The lines to repeat are those below from the one containing "drop a point: the blonde ombre hair" down to the one containing "drop a point: the rolled shirt sleeve", both included; reproduce them exactly and nothing else.

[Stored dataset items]
········

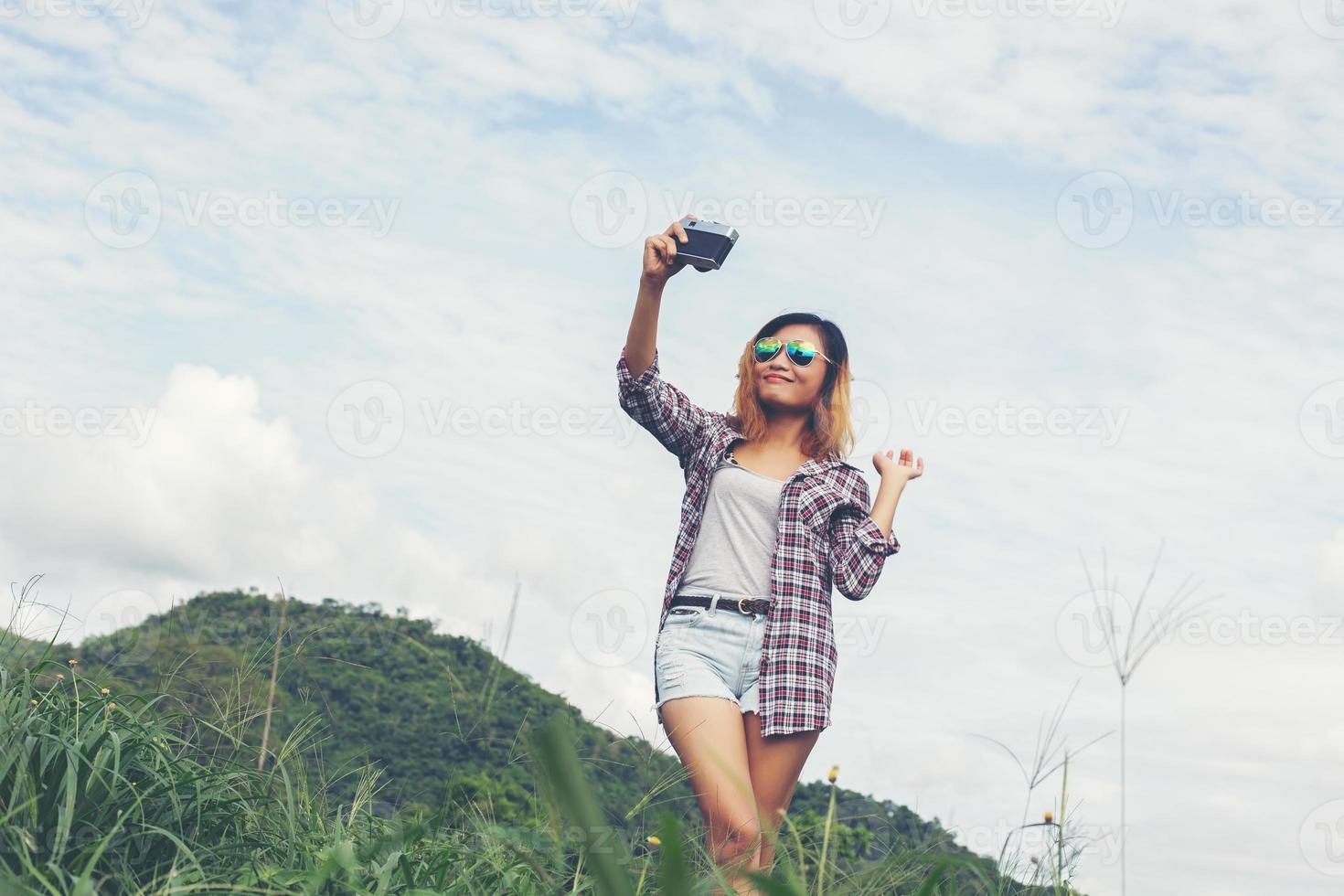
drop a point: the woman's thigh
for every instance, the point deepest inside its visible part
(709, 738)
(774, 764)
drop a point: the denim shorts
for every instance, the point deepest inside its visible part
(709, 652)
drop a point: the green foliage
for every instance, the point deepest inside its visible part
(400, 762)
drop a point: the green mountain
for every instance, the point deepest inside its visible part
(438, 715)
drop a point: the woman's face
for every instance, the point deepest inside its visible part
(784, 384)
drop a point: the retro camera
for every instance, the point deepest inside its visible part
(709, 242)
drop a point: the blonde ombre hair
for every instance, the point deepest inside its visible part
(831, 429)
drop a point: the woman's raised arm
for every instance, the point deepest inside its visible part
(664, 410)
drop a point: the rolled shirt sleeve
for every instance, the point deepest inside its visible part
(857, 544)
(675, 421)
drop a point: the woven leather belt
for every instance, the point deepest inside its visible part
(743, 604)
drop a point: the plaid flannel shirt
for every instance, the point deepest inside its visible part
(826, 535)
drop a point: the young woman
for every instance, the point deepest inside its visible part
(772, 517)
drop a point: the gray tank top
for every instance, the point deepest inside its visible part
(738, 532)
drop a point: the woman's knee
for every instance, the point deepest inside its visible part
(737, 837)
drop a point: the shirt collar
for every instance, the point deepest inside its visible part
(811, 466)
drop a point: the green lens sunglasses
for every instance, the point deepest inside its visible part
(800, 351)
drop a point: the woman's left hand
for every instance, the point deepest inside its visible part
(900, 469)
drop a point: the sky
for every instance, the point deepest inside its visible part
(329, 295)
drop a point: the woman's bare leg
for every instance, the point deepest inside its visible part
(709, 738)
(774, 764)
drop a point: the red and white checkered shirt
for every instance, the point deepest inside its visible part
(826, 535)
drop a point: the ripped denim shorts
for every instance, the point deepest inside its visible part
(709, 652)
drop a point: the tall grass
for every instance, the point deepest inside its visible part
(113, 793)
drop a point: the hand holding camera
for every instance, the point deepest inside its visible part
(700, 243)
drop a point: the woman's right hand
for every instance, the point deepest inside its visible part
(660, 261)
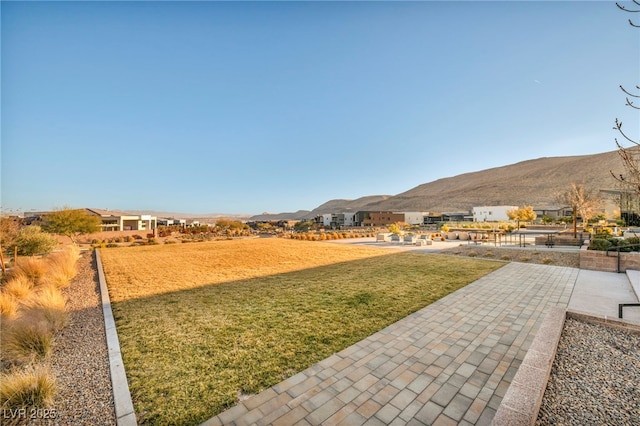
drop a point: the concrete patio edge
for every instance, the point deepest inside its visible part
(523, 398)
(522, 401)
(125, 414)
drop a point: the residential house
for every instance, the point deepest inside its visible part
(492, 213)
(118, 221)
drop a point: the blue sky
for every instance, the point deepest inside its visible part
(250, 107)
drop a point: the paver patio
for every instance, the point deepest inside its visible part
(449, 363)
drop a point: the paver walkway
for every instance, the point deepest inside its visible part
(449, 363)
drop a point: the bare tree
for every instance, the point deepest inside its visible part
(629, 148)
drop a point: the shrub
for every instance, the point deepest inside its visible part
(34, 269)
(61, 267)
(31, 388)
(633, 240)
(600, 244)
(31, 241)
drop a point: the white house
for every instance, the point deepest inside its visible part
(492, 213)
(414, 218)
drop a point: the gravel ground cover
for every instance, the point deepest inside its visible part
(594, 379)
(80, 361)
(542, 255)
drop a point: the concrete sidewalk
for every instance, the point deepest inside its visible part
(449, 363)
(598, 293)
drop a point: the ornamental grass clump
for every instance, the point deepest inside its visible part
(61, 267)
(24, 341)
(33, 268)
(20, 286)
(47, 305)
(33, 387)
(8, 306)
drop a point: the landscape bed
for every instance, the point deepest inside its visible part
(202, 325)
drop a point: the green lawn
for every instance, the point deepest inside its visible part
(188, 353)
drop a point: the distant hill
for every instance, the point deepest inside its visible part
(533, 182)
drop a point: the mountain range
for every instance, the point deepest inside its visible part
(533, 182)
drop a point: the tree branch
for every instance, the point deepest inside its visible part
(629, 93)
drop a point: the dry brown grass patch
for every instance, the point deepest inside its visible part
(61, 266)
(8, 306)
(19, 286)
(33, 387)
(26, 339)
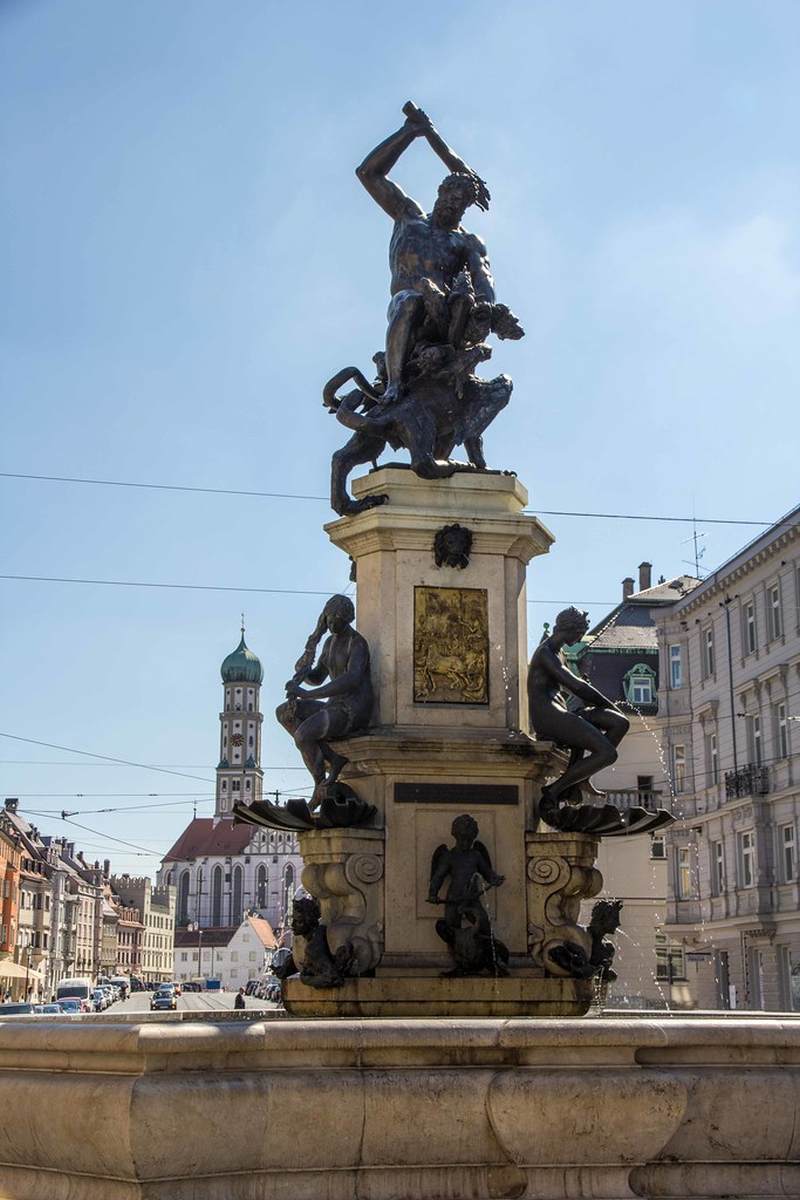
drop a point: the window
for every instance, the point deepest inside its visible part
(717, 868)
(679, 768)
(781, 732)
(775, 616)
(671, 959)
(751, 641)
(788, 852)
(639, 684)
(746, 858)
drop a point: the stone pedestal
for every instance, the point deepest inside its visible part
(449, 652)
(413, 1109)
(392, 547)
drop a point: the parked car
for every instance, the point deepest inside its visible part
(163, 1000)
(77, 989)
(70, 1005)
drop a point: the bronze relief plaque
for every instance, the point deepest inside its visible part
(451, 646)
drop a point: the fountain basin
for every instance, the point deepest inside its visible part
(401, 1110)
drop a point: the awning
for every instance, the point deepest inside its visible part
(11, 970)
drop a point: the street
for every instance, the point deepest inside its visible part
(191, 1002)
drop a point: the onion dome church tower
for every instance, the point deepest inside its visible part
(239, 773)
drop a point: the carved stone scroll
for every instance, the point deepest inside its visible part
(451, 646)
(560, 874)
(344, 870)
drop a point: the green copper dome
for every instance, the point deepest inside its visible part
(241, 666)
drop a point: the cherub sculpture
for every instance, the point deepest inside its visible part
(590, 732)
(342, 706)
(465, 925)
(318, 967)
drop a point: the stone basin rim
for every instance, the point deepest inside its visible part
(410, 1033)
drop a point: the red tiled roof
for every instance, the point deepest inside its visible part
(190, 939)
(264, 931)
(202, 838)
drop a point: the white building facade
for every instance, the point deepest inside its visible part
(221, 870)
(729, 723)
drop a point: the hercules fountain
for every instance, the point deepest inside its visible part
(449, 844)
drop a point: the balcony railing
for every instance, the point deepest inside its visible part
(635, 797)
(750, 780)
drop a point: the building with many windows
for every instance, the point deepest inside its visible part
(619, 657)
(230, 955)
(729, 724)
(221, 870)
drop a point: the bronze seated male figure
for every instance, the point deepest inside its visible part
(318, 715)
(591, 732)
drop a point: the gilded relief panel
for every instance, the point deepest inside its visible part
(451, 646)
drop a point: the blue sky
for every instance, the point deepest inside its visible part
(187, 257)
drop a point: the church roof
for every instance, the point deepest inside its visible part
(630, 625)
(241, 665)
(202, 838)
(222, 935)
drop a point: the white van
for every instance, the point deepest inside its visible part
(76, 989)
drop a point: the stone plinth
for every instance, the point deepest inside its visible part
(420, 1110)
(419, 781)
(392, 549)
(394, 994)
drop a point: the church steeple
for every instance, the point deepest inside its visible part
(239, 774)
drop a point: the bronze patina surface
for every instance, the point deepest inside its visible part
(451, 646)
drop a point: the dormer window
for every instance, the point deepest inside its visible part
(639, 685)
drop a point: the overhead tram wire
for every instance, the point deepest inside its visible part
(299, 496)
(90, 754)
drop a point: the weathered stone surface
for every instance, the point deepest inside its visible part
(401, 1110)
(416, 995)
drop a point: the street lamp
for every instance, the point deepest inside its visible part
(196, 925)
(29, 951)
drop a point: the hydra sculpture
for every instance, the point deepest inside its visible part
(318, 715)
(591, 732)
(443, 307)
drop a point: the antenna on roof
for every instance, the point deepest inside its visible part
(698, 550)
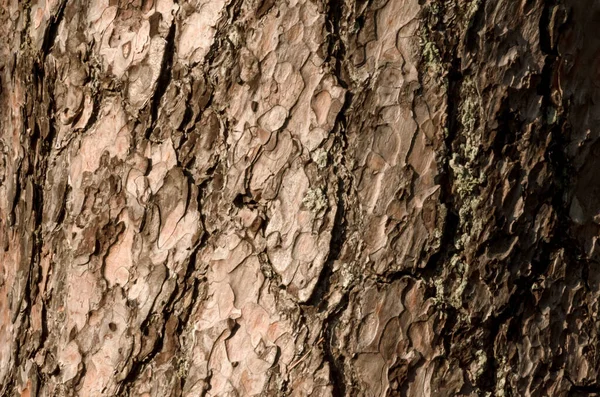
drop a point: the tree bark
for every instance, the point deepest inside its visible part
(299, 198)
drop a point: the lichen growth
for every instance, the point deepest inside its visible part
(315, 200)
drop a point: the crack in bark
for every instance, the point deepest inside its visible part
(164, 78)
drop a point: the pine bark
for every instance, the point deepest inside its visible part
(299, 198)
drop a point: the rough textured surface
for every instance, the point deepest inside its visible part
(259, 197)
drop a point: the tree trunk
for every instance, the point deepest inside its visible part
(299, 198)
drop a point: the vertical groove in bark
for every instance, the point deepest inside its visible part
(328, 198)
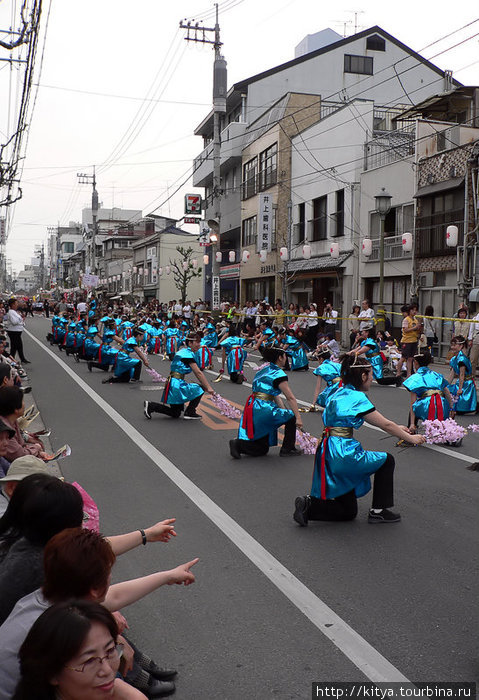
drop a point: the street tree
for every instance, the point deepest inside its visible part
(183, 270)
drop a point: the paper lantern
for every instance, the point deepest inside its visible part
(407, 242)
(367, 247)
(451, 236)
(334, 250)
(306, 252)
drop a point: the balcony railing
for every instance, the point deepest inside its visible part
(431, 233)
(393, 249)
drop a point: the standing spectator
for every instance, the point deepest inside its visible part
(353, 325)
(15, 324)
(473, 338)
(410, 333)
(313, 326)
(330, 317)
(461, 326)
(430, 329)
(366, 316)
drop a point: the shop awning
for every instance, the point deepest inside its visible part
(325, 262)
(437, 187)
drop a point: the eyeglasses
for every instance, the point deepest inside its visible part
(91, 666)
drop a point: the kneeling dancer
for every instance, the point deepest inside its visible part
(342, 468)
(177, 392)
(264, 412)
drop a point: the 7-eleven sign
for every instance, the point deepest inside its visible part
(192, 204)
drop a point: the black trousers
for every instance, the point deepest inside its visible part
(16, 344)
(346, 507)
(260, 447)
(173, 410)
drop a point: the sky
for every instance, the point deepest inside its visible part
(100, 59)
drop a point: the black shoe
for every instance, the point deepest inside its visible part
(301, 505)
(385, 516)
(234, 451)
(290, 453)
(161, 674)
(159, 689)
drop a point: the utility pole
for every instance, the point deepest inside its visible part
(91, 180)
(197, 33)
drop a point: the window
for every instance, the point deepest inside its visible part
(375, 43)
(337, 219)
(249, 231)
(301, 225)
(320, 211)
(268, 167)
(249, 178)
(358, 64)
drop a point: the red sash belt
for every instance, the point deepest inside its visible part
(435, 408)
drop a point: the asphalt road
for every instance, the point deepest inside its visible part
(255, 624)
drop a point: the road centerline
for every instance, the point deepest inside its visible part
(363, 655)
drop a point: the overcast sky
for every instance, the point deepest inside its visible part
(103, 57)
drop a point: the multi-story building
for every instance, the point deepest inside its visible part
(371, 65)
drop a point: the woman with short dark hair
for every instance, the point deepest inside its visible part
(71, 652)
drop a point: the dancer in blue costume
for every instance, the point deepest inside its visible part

········

Answer space:
drop a point: the blonde ombre hair
for every instance, the point deepest inside its visible part
(831, 429)
drop a point: the woman's raised arm
for every instance, the point deepest inside its visible part
(664, 410)
drop a point: the rolled shirt sleeve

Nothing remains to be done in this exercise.